** ASSIGNED TASK **
Your output should be one number, which is how many lines in the material contain "white".

========

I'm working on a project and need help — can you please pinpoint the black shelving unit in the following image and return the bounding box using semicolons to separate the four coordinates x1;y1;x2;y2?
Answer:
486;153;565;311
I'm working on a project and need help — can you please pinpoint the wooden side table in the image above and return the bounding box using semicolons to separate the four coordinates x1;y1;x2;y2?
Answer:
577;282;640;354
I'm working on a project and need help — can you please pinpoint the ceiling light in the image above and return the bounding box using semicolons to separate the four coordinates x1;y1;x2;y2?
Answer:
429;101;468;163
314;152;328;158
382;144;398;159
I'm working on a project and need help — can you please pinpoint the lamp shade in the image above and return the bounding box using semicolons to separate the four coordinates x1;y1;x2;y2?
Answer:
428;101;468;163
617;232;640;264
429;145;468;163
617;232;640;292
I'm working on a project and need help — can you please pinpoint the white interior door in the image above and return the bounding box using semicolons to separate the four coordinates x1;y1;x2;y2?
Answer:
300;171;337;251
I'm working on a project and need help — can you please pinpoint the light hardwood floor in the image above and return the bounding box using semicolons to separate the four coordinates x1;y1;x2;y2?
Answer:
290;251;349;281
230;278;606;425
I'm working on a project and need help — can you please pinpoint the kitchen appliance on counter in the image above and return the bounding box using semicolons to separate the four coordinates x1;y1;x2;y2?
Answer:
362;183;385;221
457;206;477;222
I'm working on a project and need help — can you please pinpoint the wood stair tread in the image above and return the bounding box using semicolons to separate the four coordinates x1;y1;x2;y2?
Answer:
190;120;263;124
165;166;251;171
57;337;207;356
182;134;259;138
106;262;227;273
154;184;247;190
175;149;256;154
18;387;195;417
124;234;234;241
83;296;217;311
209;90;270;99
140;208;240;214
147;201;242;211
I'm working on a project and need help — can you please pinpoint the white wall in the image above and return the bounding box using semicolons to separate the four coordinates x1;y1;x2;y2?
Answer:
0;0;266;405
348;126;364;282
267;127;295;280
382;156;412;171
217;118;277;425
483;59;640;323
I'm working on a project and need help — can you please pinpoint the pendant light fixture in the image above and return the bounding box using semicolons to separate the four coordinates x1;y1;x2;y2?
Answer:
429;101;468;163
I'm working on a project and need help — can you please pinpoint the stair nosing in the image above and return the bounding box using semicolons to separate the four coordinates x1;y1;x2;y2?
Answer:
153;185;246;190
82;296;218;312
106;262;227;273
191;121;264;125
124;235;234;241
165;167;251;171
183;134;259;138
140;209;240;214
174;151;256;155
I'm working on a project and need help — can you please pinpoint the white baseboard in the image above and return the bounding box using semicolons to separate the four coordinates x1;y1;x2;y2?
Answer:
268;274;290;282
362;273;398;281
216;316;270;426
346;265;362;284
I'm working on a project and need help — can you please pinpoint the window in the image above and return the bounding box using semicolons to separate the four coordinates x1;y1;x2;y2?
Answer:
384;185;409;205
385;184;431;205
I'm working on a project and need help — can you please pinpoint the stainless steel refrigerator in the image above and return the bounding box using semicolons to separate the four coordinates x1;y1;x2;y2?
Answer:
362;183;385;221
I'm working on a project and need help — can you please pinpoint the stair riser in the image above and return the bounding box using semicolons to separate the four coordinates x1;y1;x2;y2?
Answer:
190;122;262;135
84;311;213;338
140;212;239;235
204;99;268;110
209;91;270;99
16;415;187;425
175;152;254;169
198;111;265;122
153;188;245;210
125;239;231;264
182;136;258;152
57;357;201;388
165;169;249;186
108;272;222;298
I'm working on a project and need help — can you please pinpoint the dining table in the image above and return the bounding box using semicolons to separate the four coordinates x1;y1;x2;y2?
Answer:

========

** RESPONSE TO THIS EXERCISE **
3